## Consigne
Dans l'extrait sur les travailleurs saisonniers, présentez sous forme de liste le paragraphe qui commence par « Depuis 2009, les saisonniers », sans perdre ses faits principaux.

## Extrait à lire
Depuis 2009, les saisonniers passent par les missions de l'Office français de l'immigration et de l'intégration (OFII) qui s’est substituée à l'Agence nationale de l'accueil des étrangers et des migrations (ANAEM). Les missions de l’OFII sont implantées dans les États avec lesquels la France a conclu des accords de main-d'œuvre.
En France, on estime que dans le secteur agricole, 80 % de la main-d’œuvre est étrangère. Selon la Dares (Dares analyses n°057, décembre 2019), pour la période avril 2018-mars 2019, quelques 270 000 saisonniers ont travaillé dans la filière agricole. 50% du volume de travail saisonnier se concentrent dans les régions Nouvelle Aquitaine, Occitanie et Provence-Alpes-Côte d’Azur. 60 % du volume de travail saisonnier agricole se concentre dans les activités liées à la vigne (21 %), aux légumes, melons, racines et tubercules (18 %) et aux fruits à pépin et noyau (18 %). La main d’œuvre étrangère est originaire du Maroc, de la Tunisie, de la Guinée ou du Mali et de certains pays européens comme la Roumanie ou la Pologne.

## Données fournies

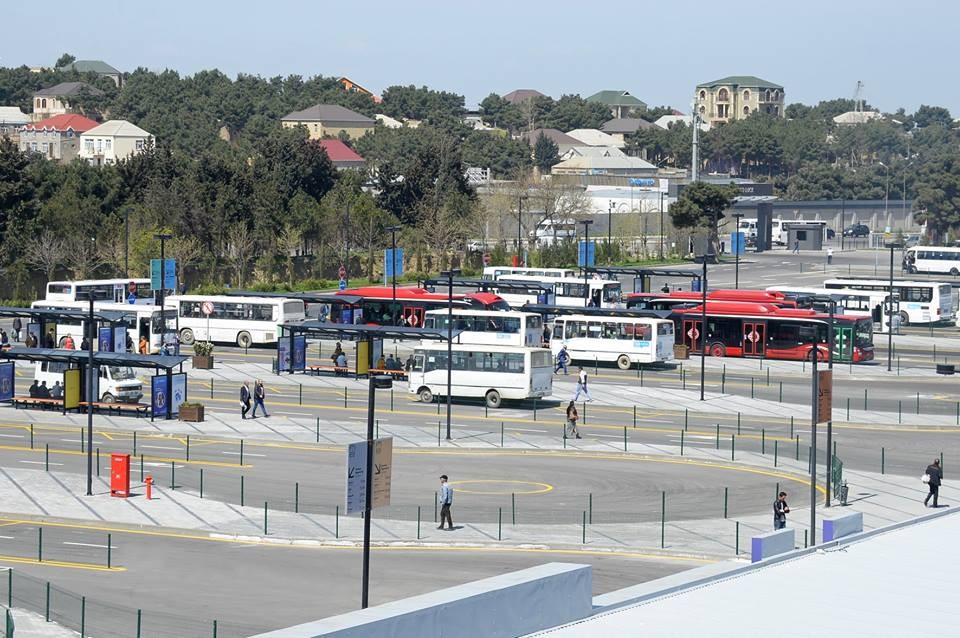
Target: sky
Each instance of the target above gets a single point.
(658, 51)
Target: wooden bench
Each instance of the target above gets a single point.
(43, 404)
(140, 409)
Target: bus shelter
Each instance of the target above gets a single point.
(168, 389)
(292, 344)
(643, 276)
(111, 328)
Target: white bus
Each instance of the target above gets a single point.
(490, 327)
(141, 321)
(932, 259)
(626, 340)
(240, 320)
(855, 303)
(493, 373)
(492, 273)
(111, 290)
(568, 291)
(920, 301)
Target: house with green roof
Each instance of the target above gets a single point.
(94, 66)
(737, 97)
(620, 103)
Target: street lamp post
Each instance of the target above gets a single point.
(393, 270)
(449, 274)
(586, 261)
(376, 382)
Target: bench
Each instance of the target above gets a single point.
(141, 409)
(43, 404)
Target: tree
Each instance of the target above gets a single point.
(545, 152)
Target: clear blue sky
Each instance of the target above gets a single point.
(658, 51)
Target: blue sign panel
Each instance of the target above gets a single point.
(169, 274)
(738, 243)
(586, 254)
(159, 395)
(283, 354)
(6, 381)
(393, 262)
(300, 353)
(105, 339)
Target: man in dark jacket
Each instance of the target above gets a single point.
(936, 475)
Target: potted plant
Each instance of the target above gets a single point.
(203, 355)
(191, 412)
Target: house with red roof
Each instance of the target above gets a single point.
(341, 155)
(56, 137)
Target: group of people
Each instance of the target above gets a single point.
(257, 397)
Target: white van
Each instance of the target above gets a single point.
(118, 384)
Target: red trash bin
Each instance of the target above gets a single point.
(120, 475)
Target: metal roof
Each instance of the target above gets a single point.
(165, 362)
(358, 332)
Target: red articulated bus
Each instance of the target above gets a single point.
(669, 300)
(742, 329)
(374, 304)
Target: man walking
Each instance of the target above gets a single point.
(446, 500)
(244, 399)
(780, 511)
(258, 396)
(582, 385)
(935, 475)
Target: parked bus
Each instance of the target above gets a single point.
(241, 320)
(737, 329)
(141, 320)
(493, 373)
(374, 304)
(920, 301)
(852, 303)
(110, 290)
(569, 291)
(492, 273)
(932, 259)
(490, 327)
(624, 340)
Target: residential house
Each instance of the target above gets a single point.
(329, 120)
(12, 119)
(737, 97)
(56, 100)
(341, 155)
(620, 103)
(95, 66)
(57, 137)
(113, 141)
(595, 137)
(563, 141)
(522, 95)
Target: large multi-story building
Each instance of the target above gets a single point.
(737, 97)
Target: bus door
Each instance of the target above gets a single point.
(691, 333)
(754, 338)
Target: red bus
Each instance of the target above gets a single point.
(669, 300)
(740, 329)
(374, 304)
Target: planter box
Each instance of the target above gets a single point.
(192, 413)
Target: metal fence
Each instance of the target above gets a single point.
(97, 619)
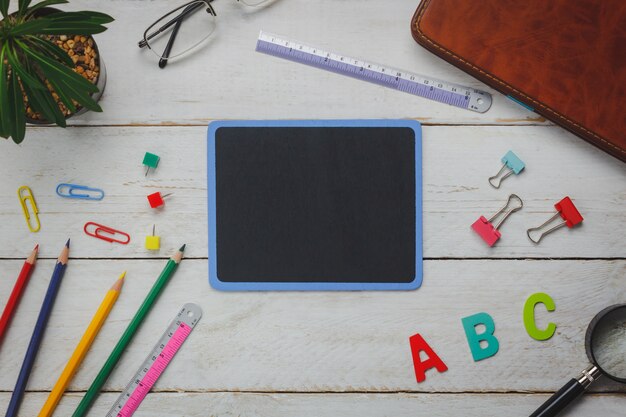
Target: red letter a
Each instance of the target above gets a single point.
(418, 344)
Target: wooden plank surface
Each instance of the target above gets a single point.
(325, 341)
(456, 164)
(301, 354)
(364, 405)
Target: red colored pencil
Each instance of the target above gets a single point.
(17, 292)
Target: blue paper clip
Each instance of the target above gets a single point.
(69, 191)
(511, 162)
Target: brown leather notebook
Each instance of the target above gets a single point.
(564, 59)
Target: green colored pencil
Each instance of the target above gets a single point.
(126, 338)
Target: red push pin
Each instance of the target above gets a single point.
(568, 212)
(487, 231)
(156, 199)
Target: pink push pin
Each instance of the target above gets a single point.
(156, 199)
(486, 230)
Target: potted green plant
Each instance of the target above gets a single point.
(50, 65)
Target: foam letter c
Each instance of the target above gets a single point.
(529, 316)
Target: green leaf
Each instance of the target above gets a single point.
(31, 27)
(75, 28)
(52, 50)
(57, 71)
(24, 75)
(44, 103)
(23, 6)
(43, 4)
(5, 108)
(4, 7)
(18, 118)
(82, 16)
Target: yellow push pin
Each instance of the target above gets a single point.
(153, 242)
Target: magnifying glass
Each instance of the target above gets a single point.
(605, 342)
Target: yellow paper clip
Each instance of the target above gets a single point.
(23, 199)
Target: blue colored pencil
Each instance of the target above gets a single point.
(40, 327)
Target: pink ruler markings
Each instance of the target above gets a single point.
(155, 371)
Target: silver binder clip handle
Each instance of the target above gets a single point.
(512, 210)
(500, 179)
(534, 230)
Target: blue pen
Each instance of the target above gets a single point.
(40, 327)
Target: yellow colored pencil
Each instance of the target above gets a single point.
(83, 347)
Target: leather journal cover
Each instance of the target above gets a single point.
(564, 59)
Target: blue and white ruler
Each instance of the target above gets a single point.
(419, 85)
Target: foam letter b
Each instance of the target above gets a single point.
(418, 344)
(529, 316)
(473, 339)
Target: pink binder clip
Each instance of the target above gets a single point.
(568, 212)
(486, 230)
(106, 233)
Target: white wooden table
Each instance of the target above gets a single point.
(309, 354)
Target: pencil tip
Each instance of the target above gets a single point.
(117, 285)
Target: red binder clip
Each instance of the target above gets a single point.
(106, 233)
(486, 230)
(568, 212)
(156, 199)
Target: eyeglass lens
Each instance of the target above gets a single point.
(191, 25)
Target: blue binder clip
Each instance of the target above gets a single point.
(510, 162)
(70, 191)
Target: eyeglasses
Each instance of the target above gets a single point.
(199, 19)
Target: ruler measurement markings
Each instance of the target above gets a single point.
(434, 89)
(156, 362)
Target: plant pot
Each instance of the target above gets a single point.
(100, 79)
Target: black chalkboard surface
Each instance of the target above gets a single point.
(315, 205)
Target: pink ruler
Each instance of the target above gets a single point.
(156, 362)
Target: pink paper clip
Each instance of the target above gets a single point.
(486, 230)
(568, 212)
(105, 233)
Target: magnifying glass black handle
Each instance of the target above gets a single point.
(560, 399)
(568, 393)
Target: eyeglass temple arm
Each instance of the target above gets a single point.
(187, 11)
(170, 44)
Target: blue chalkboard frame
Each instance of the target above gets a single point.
(312, 286)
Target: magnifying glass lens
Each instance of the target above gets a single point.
(609, 343)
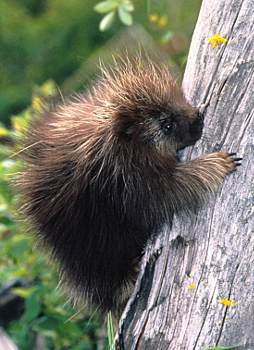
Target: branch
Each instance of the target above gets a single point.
(213, 250)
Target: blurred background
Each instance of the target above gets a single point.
(48, 46)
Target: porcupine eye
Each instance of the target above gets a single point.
(167, 126)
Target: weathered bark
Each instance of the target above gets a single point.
(216, 252)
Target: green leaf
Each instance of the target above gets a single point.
(4, 220)
(107, 21)
(106, 6)
(127, 5)
(125, 17)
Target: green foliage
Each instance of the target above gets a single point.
(44, 313)
(111, 7)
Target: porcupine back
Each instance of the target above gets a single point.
(97, 179)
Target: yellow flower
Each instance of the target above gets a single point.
(227, 302)
(153, 18)
(163, 21)
(191, 286)
(216, 39)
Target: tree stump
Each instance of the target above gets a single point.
(196, 286)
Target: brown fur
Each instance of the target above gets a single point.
(102, 175)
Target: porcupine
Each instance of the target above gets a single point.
(101, 176)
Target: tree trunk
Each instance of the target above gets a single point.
(213, 251)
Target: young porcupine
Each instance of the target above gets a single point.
(101, 176)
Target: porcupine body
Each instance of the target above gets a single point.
(102, 175)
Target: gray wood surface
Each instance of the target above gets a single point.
(217, 252)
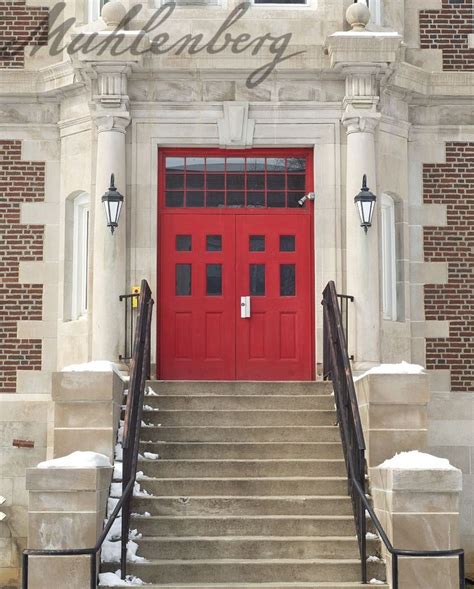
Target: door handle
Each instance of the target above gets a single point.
(245, 311)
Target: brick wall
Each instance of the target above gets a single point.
(19, 182)
(452, 184)
(20, 26)
(447, 29)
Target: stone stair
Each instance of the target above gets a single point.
(250, 490)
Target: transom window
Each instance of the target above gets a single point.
(234, 182)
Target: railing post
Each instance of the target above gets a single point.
(394, 571)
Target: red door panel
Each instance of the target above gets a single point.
(197, 297)
(274, 268)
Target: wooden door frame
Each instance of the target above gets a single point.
(306, 153)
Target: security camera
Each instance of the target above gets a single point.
(309, 196)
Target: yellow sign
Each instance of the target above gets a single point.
(135, 291)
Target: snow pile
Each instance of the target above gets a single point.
(139, 492)
(416, 460)
(402, 368)
(151, 455)
(96, 366)
(114, 580)
(77, 460)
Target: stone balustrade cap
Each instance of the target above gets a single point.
(68, 479)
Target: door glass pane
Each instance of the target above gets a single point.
(287, 280)
(194, 199)
(215, 181)
(276, 164)
(296, 164)
(276, 182)
(184, 243)
(255, 199)
(256, 164)
(296, 182)
(175, 181)
(214, 243)
(183, 280)
(195, 181)
(257, 280)
(174, 164)
(256, 182)
(287, 243)
(214, 280)
(257, 243)
(236, 199)
(235, 181)
(215, 199)
(174, 198)
(276, 199)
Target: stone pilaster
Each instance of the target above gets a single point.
(362, 58)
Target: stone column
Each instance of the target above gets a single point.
(109, 251)
(67, 509)
(419, 509)
(362, 249)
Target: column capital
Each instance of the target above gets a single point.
(116, 121)
(360, 122)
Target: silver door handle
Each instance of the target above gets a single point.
(245, 311)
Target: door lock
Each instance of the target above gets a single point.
(245, 307)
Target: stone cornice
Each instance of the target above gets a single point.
(412, 83)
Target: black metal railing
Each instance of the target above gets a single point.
(353, 443)
(131, 304)
(139, 369)
(343, 301)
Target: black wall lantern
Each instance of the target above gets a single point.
(113, 202)
(365, 202)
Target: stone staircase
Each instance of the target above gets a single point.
(250, 489)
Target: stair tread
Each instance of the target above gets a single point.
(249, 538)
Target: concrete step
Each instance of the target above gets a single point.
(322, 505)
(242, 468)
(322, 585)
(239, 388)
(273, 525)
(247, 486)
(240, 418)
(258, 547)
(258, 433)
(239, 402)
(243, 450)
(232, 571)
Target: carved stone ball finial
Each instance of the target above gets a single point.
(112, 13)
(358, 15)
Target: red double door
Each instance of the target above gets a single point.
(235, 296)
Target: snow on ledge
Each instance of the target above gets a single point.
(402, 368)
(77, 460)
(95, 366)
(416, 460)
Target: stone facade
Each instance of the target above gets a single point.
(396, 105)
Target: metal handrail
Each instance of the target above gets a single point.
(353, 443)
(139, 370)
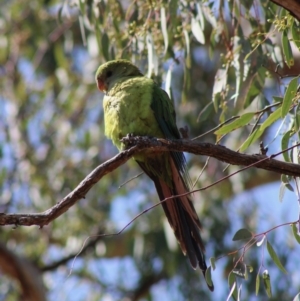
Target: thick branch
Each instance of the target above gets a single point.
(153, 145)
(293, 6)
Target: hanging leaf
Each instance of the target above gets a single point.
(287, 49)
(197, 31)
(259, 243)
(232, 285)
(240, 270)
(163, 24)
(258, 132)
(105, 46)
(289, 95)
(275, 258)
(296, 233)
(213, 262)
(297, 297)
(208, 278)
(237, 123)
(242, 234)
(267, 283)
(284, 145)
(257, 284)
(296, 33)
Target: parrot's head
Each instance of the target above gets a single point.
(111, 72)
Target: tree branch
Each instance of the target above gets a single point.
(23, 271)
(138, 144)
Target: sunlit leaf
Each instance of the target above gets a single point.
(258, 132)
(289, 96)
(237, 123)
(297, 297)
(284, 145)
(105, 46)
(287, 49)
(213, 262)
(296, 232)
(240, 270)
(267, 283)
(163, 24)
(242, 234)
(259, 243)
(296, 33)
(275, 258)
(257, 284)
(197, 31)
(208, 278)
(232, 285)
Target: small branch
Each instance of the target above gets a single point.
(139, 144)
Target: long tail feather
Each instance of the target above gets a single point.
(182, 216)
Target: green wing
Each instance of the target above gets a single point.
(165, 115)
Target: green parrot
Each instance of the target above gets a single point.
(135, 104)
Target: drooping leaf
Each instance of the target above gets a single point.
(232, 285)
(258, 132)
(297, 297)
(208, 278)
(240, 270)
(296, 33)
(296, 233)
(267, 283)
(242, 234)
(197, 31)
(284, 145)
(213, 262)
(287, 49)
(275, 258)
(259, 243)
(163, 25)
(289, 96)
(257, 284)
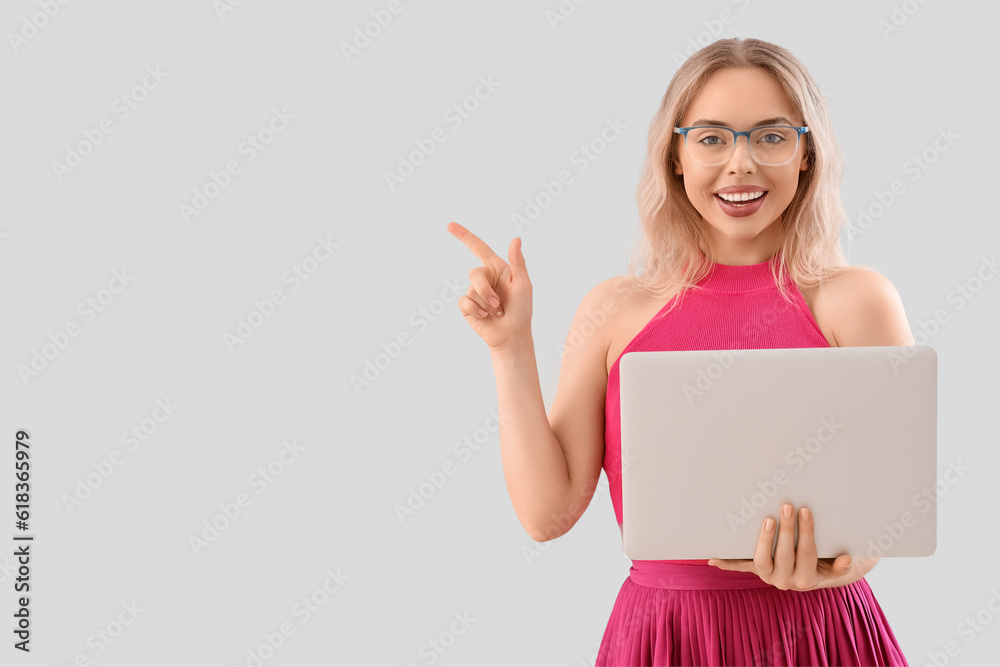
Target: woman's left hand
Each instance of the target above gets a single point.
(794, 567)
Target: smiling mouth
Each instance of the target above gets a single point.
(741, 199)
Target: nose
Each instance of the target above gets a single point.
(741, 161)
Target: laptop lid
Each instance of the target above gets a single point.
(714, 441)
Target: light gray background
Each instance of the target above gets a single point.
(333, 507)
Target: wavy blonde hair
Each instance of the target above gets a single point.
(674, 251)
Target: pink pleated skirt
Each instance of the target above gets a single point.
(679, 614)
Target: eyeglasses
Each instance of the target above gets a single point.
(770, 145)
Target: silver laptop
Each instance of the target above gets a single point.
(714, 441)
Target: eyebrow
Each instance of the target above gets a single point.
(767, 121)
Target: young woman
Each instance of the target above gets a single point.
(741, 215)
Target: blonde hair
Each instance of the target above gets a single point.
(674, 250)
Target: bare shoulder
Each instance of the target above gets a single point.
(630, 307)
(864, 308)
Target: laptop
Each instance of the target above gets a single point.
(714, 441)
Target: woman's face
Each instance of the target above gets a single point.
(741, 99)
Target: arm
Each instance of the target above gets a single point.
(870, 312)
(552, 464)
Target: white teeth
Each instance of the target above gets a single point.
(744, 196)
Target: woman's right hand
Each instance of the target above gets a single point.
(496, 286)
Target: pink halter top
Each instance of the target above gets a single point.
(739, 308)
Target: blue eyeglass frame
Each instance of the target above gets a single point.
(736, 137)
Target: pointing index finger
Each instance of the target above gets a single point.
(473, 242)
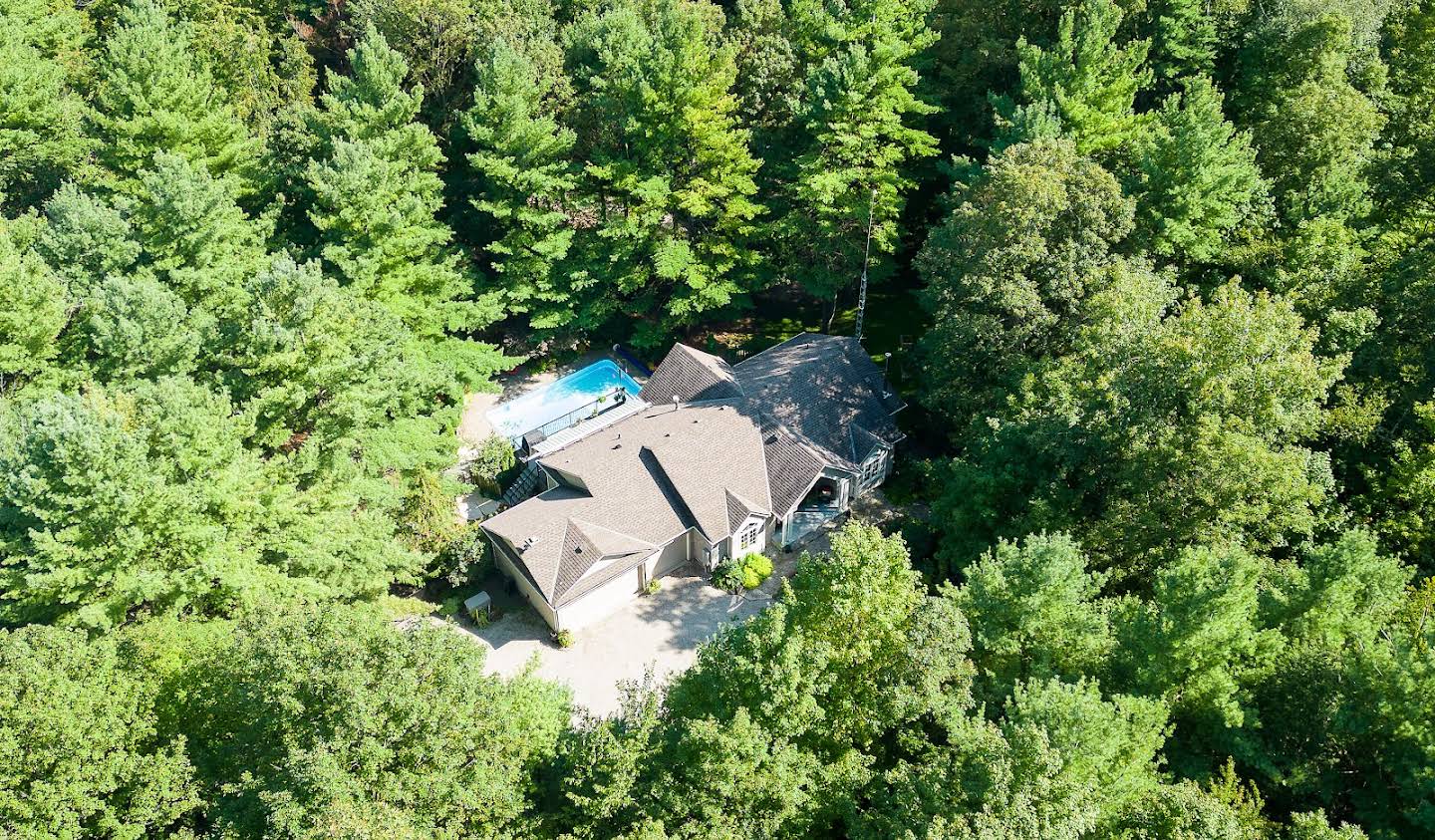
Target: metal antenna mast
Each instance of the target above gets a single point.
(867, 253)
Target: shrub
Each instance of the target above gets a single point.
(739, 573)
(495, 456)
(729, 575)
(462, 560)
(755, 569)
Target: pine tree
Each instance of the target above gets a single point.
(1086, 81)
(377, 194)
(853, 172)
(1197, 176)
(42, 140)
(153, 95)
(522, 179)
(33, 310)
(194, 234)
(671, 172)
(1183, 41)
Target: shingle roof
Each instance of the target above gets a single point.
(746, 438)
(791, 467)
(649, 478)
(689, 375)
(822, 387)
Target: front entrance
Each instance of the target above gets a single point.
(825, 501)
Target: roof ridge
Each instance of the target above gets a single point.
(778, 345)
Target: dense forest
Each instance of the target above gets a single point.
(1173, 417)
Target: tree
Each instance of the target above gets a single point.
(133, 326)
(851, 169)
(1158, 431)
(668, 168)
(42, 61)
(194, 234)
(1313, 127)
(306, 715)
(153, 95)
(1183, 39)
(1033, 614)
(1197, 176)
(1405, 494)
(522, 179)
(33, 310)
(79, 748)
(1009, 269)
(377, 194)
(189, 520)
(440, 41)
(87, 238)
(1085, 82)
(1194, 641)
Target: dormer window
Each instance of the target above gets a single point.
(749, 536)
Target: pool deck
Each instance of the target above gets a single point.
(473, 426)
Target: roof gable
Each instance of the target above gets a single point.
(689, 375)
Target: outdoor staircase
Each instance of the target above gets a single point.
(524, 485)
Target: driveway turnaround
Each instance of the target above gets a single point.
(661, 631)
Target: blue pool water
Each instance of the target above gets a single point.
(553, 403)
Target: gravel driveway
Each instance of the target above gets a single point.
(661, 631)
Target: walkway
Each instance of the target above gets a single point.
(661, 632)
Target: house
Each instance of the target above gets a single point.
(720, 461)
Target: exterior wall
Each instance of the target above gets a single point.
(671, 556)
(735, 540)
(530, 593)
(876, 469)
(602, 602)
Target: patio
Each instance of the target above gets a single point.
(661, 632)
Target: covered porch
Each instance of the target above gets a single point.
(825, 500)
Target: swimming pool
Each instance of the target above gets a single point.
(547, 407)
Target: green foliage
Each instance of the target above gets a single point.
(742, 573)
(153, 95)
(1178, 521)
(1193, 426)
(1197, 176)
(668, 166)
(377, 192)
(860, 133)
(79, 747)
(32, 313)
(494, 458)
(1083, 87)
(309, 711)
(1034, 615)
(1010, 267)
(522, 181)
(191, 520)
(42, 65)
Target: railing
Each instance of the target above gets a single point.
(583, 413)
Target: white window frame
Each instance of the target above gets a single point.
(749, 536)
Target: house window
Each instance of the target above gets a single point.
(749, 536)
(873, 469)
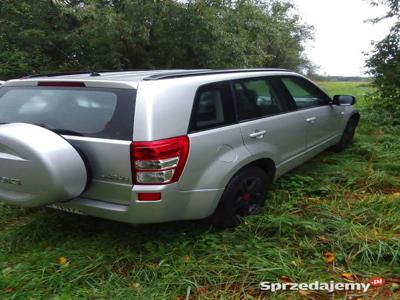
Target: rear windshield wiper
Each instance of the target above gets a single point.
(59, 130)
(66, 131)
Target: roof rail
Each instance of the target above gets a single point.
(92, 73)
(190, 73)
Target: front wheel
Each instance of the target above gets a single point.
(244, 195)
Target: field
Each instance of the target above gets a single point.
(336, 217)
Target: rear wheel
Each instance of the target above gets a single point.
(244, 195)
(347, 137)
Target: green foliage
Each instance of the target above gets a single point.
(384, 65)
(56, 35)
(346, 203)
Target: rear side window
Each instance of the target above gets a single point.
(304, 93)
(213, 107)
(257, 98)
(92, 112)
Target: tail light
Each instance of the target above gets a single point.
(159, 162)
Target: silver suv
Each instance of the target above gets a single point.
(157, 146)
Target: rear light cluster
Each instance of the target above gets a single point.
(159, 162)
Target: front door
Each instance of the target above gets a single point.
(313, 106)
(268, 127)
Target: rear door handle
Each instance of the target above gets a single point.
(311, 120)
(258, 134)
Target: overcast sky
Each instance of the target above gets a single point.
(341, 35)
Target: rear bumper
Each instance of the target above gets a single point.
(174, 205)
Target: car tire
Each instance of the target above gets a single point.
(347, 137)
(244, 195)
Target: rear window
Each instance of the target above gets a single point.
(90, 112)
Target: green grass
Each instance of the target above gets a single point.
(346, 203)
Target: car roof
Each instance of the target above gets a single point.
(132, 78)
(139, 75)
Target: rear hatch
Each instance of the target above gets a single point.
(97, 121)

## Corrigé
- Depuis 2009, les saisonniers passent par les missions de l'Office français de l'immigration et de l'intégration (OFII).
- L'OFII a remplacé l'Agence nationale de l'accueil des étrangers et des migrations (ANAEM).
- Les missions de l'OFII se trouvent dans les États qui ont conclu des accords de main-d'œuvre avec la France.